- [What is being asked] Where the string "blue" shows up in a line of the records, copy that line.

- [Collected data entries]

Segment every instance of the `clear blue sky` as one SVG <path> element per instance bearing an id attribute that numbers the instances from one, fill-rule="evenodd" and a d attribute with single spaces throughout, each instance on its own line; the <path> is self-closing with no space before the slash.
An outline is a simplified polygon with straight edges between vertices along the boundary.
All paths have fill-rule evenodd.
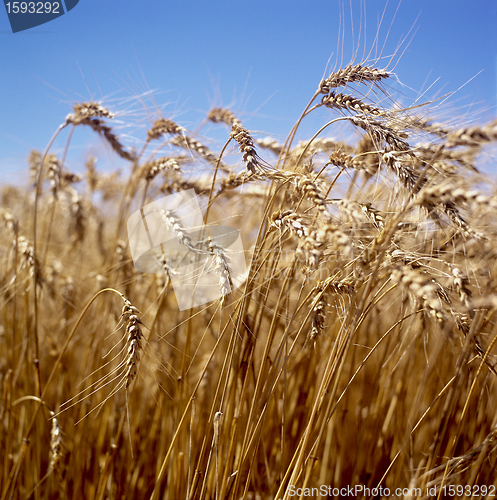
<path id="1" fill-rule="evenodd" d="M 351 1 L 357 41 L 362 2 Z M 369 48 L 385 0 L 365 3 Z M 346 64 L 349 0 L 80 0 L 16 34 L 0 6 L 0 182 L 27 179 L 30 149 L 43 150 L 72 105 L 90 98 L 119 113 L 129 145 L 145 137 L 153 103 L 191 130 L 216 104 L 231 106 L 251 130 L 286 135 L 335 61 L 340 6 Z M 379 35 L 381 48 L 390 30 L 384 55 L 413 24 L 395 68 L 402 83 L 426 90 L 435 82 L 427 97 L 466 84 L 450 100 L 453 112 L 474 103 L 472 118 L 495 117 L 497 0 L 390 0 Z M 136 96 L 147 91 L 142 105 Z M 74 170 L 99 141 L 85 134 L 75 134 Z"/>

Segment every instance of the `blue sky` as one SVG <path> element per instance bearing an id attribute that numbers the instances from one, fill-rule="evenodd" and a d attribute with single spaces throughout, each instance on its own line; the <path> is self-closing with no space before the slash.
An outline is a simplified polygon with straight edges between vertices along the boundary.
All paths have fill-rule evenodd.
<path id="1" fill-rule="evenodd" d="M 385 0 L 351 3 L 80 0 L 58 19 L 16 34 L 0 7 L 0 182 L 27 180 L 30 149 L 43 150 L 72 105 L 91 98 L 117 113 L 129 145 L 143 140 L 159 108 L 195 130 L 214 104 L 230 106 L 251 130 L 285 136 L 328 61 L 335 63 L 341 11 L 343 63 L 361 25 L 361 42 L 365 25 L 368 50 L 372 45 Z M 496 0 L 390 0 L 378 52 L 384 45 L 382 54 L 393 54 L 407 36 L 395 67 L 405 87 L 395 89 L 426 91 L 422 100 L 457 91 L 446 116 L 481 122 L 496 116 L 496 33 Z M 87 131 L 77 130 L 73 141 L 72 170 L 105 149 Z"/>

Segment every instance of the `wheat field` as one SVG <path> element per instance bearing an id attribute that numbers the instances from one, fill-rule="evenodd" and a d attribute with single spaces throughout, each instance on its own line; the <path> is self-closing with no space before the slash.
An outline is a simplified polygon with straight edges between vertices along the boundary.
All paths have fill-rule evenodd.
<path id="1" fill-rule="evenodd" d="M 104 103 L 61 117 L 65 150 L 32 151 L 29 184 L 1 189 L 2 500 L 495 494 L 481 164 L 497 123 L 400 106 L 377 63 L 316 82 L 280 141 L 224 108 L 196 131 L 155 116 L 139 150 Z M 82 128 L 126 173 L 68 169 Z M 190 189 L 206 223 L 239 229 L 247 272 L 235 286 L 229 249 L 199 250 L 165 212 L 184 258 L 211 255 L 218 276 L 218 299 L 180 310 L 169 256 L 139 272 L 126 224 Z"/>

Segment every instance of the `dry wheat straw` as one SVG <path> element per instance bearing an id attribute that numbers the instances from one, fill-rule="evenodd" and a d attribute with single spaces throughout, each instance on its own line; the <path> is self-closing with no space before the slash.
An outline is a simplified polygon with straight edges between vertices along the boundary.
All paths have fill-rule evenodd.
<path id="1" fill-rule="evenodd" d="M 113 114 L 97 103 L 76 105 L 61 126 L 88 125 L 117 155 L 134 159 L 129 185 L 155 188 L 150 199 L 194 188 L 201 202 L 215 199 L 212 219 L 221 224 L 233 214 L 244 215 L 244 232 L 257 242 L 244 291 L 231 297 L 230 314 L 220 309 L 234 290 L 235 266 L 219 243 L 194 241 L 179 211 L 162 212 L 164 224 L 187 250 L 179 254 L 207 260 L 206 272 L 216 278 L 219 292 L 219 307 L 178 312 L 169 293 L 168 276 L 179 272 L 174 260 L 159 258 L 167 275 L 138 273 L 128 245 L 118 239 L 129 213 L 123 209 L 115 220 L 107 201 L 124 198 L 130 211 L 137 204 L 122 177 L 98 172 L 89 157 L 86 186 L 76 189 L 78 178 L 66 173 L 64 160 L 50 147 L 45 159 L 31 152 L 32 172 L 46 180 L 46 186 L 39 183 L 35 226 L 47 235 L 53 217 L 57 231 L 46 236 L 47 258 L 38 263 L 19 233 L 19 224 L 32 225 L 24 214 L 30 193 L 1 191 L 6 208 L 0 209 L 0 229 L 7 235 L 0 249 L 2 500 L 31 497 L 33 471 L 62 472 L 66 447 L 71 448 L 69 467 L 45 486 L 37 485 L 34 496 L 288 500 L 290 481 L 342 486 L 363 478 L 368 487 L 396 488 L 409 479 L 439 486 L 495 480 L 497 359 L 487 346 L 491 350 L 495 342 L 497 201 L 495 187 L 476 175 L 483 146 L 497 140 L 495 122 L 452 131 L 429 120 L 428 113 L 417 117 L 398 106 L 384 110 L 385 102 L 394 102 L 382 86 L 390 76 L 352 64 L 329 75 L 319 86 L 322 95 L 313 96 L 302 116 L 319 106 L 344 116 L 293 148 L 294 138 L 302 135 L 300 120 L 282 146 L 269 138 L 256 141 L 231 111 L 212 109 L 208 119 L 231 127 L 225 147 L 238 144 L 245 168 L 236 173 L 220 163 L 225 148 L 211 152 L 163 118 L 144 143 L 165 137 L 165 144 L 146 161 L 125 152 L 104 122 Z M 350 125 L 358 141 L 318 137 L 328 126 L 337 128 L 336 137 L 345 136 Z M 169 156 L 172 146 L 193 154 Z M 171 151 L 156 158 L 163 147 Z M 278 156 L 281 168 L 259 158 L 258 148 Z M 230 175 L 216 179 L 203 168 L 206 162 L 220 163 Z M 188 175 L 183 165 L 191 167 Z M 154 185 L 160 173 L 163 185 Z M 66 234 L 68 215 L 72 241 Z M 108 227 L 115 239 L 109 239 Z M 75 245 L 78 241 L 85 245 Z M 37 315 L 26 293 L 30 283 L 19 278 L 22 268 L 43 283 Z M 106 291 L 93 295 L 95 288 L 116 281 L 125 292 L 118 292 L 122 311 L 105 295 L 90 311 L 94 298 Z M 153 318 L 151 332 L 161 332 L 151 353 L 156 359 L 143 377 L 138 374 L 145 327 L 132 305 L 135 297 Z M 68 332 L 71 324 L 75 327 Z M 84 330 L 73 337 L 78 325 Z M 109 351 L 106 334 L 113 326 L 122 338 Z M 39 356 L 31 341 L 35 327 L 43 343 Z M 314 351 L 303 349 L 309 345 Z M 114 349 L 117 354 L 101 367 L 102 356 Z M 473 351 L 486 363 L 478 371 L 469 363 Z M 54 366 L 42 390 L 50 400 L 66 401 L 62 407 L 71 422 L 87 414 L 78 403 L 115 384 L 97 401 L 97 418 L 64 426 L 71 434 L 65 442 L 53 413 L 48 439 L 36 430 L 36 415 L 27 422 L 24 411 L 11 404 L 37 390 L 35 358 L 42 374 Z M 109 372 L 93 382 L 99 366 Z M 95 368 L 89 386 L 72 397 Z M 483 368 L 488 376 L 479 375 Z M 468 392 L 470 385 L 475 389 Z M 125 400 L 117 394 L 122 390 Z M 106 404 L 110 398 L 114 404 Z M 139 443 L 133 460 L 121 445 L 124 404 L 130 441 Z M 201 411 L 189 414 L 194 407 Z M 229 425 L 220 420 L 221 412 Z M 164 415 L 174 415 L 172 426 Z M 459 420 L 459 429 L 451 425 Z M 183 425 L 188 421 L 190 426 Z M 452 442 L 469 451 L 456 454 Z M 209 443 L 215 467 L 209 467 Z"/>
<path id="2" fill-rule="evenodd" d="M 426 471 L 419 479 L 419 484 L 421 484 L 422 479 L 428 479 L 432 476 L 435 476 L 430 481 L 426 482 L 426 488 L 441 488 L 442 485 L 445 485 L 445 488 L 448 490 L 449 485 L 453 486 L 454 492 L 457 491 L 456 487 L 460 481 L 461 474 L 465 471 L 470 470 L 472 465 L 476 465 L 478 469 L 482 466 L 483 462 L 490 461 L 490 457 L 492 456 L 492 452 L 497 449 L 497 429 L 492 428 L 491 431 L 485 436 L 482 443 L 478 446 L 472 447 L 468 452 L 464 453 L 460 456 L 452 457 L 447 460 L 445 463 L 434 467 Z M 475 485 L 478 489 L 482 489 Z M 474 488 L 476 491 L 476 488 Z M 452 488 L 451 488 L 452 490 Z M 463 489 L 464 490 L 464 489 Z M 491 488 L 485 486 L 485 490 L 482 491 L 490 491 Z M 467 489 L 466 492 L 473 491 L 473 488 Z M 485 494 L 483 495 L 485 496 Z"/>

- [Worked solution]
Segment every instance of the `clear blue sky` as one SVG <path> element per instance bearing an id attribute that numbers the instances from one, fill-rule="evenodd" and a d attribute with single spaces throughout, each instance on its own line; the <path> is self-closing with no space before the slash.
Segment every instance of the `blue sky` as one SVG <path> element per instance bearing an id attribute that numbers the instances from one, fill-rule="evenodd" and a d attribute with single spaces throughout, each instance on its own line; the <path> is self-closing with no space before the slash.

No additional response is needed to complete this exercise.